• [Seitenauszug]:
Gabriele Müller selbst sagt vor der Entscheidung am Sonntag, sie habe wegen des täglichen Krisenmanagements gar keine Zeit, Wahlkampf zu betreiben. "Meine Leute kleben noch mal Plakate", sagt sie und fragt: "Ist Leistung wirklich noch etwas, was berücksichtigt wird bei der Wahlentscheidung?" Sie setze auf das Urteilsvermögen der Haarer. Innerhalb kurzer Zeit habe sie ein Helfernetz aufgebaut und eine Teststation eingerichtet, gemeinsam mit Ärzten und der Klinik, sagt Müller und setzt einen Seitenhieb: Mit einem Lächeln im Gesicht und ohne Erfahrung lasse sich eine Gemeinde in schwerer Zeit nicht steuern.

Andreas Bukowski freilich sieht sich nicht in der Rolle des Leichtmatrosen, als den ihn die SPD gerne hinstellt. Er würde in der Krise eine Anlaufstelle für Betriebe im Rathaus schaffen, kündigt er schon mal an. Der Gemeinderat solle mit Videoübertragung tagen, er würde Telefon- und Videosprechstunden einrichten und sich wappnen für die Zeit danach, damit es keinen "lähmenden Reformstau" gibt, sagt Bukowski, während Müller schon das nächste Projekt anpeilt: Sie möchte im Zuge des Mobilitätskonzepts nach der Wahl die zentrale Leibstraße umgestalten.

Es ist im Grunde wie in den vergangenen Jahren: Ein CSU-Mann spricht von Reformstau und bei SPD und Grünen fragt man sich, was der nur damit meint.

• [Bereitgestelltes Material]:
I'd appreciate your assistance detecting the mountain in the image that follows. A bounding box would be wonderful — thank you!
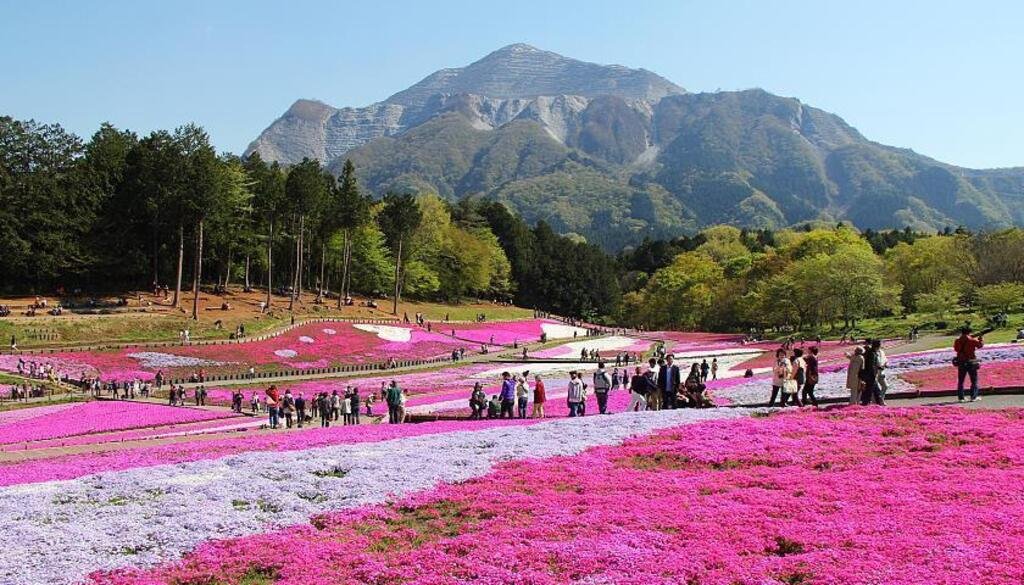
[248,44,1024,249]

• [Aufgabenübersicht]:
1. Nennen Sie alle politischen Parteien, die im Seitenauszug erwähnt werden.
2. Kopieren Sie aus dem Seitenauszug den Abschnitt, der bei den Worten "Andreas Bukowski freilich" einsetzt und nach den Worten "die zentrale Leibstraße umgestalten." endet.
Die Zeilen haben keinen Bezug zum Seitenauszug.

• [Antworten]:
1. SPD, CSU, Grüne

2.
Andreas Bukowski freilich sieht sich nicht in der Rolle des Leichtmatrosen, als den ihn die SPD gerne hinstellt. Er würde in der Krise eine Anlaufstelle für Betriebe im Rathaus schaffen, kündigt er schon mal an. Der Gemeinderat solle mit Videoübertragung tagen, er würde Telefon- und Videosprechstunden einrichten und sich wappnen für die Zeit danach, damit es keinen "lähmenden Reformstau" gibt, sagt Bukowski, während Müller schon das nächste Projekt anpeilt: Sie möchte im Zuge des Mobilitätskonzepts nach der Wahl die zentrale Leibstraße umgestalten.